Direction: Please transcribe the stretch of the VBA forum thread from "Apologies for the" through "Sub CheckNames()".

Given text:
■ ■ ■ ■ ■

Apologies for the length of the post I thought it was necessary to explain it properly, any feedback, questions or discussion would be greatly appreciated. :dunno

mdmackillop
06-09-2010, 06:08 AM
Something like this?

Sub CheckNames()
Dim a
Dim cel As Range
Dim arr() As String
Dim c As Range
Dim j%
For Each cel In Range("Data")
cel.Select
arr = Split(cel)
For Each a In arr
j = j + 1
If Len(a) > 1 Then
For Each c In Range("data")
If c.Offset(, 12) = "" Then
If InStr(1, c, a) > 0 Then
c.Offset(, 12) = j
End If
End If
Next
End If
Next
Next
End Sub

wa1esy
06-09-2010, 06:19 AM
Sorry mdmackillop, I should have explained in my original post that I am an absolute tool when it comes to VBA! :confused4 DO you think you could just talk me through that one please?

■ ■ ■ ■ ■

Supplied information:
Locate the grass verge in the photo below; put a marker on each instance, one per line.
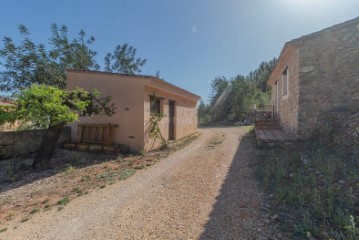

■ ■ ■ ■ ■

Task output:
Apologies for the length of the post I thought it was necessary to explain it properly, any feedback, questions or discussion would be greatly appreciated. :dunno

mdmackillop
06-09-2010, 06:08 AM
Something like this?

Sub CheckNames()